→ DATASET EXTRACT:
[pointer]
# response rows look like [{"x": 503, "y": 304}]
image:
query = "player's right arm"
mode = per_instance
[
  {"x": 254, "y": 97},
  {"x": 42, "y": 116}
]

→ OBJECTIVE: Print the entries above again, line for line, without changing anything.

→ COMPLETE OUTPUT:
[pointer]
# response rows look like [{"x": 503, "y": 304}]
image:
query = "player's right arm"
mode = per_instance
[
  {"x": 254, "y": 97},
  {"x": 42, "y": 116}
]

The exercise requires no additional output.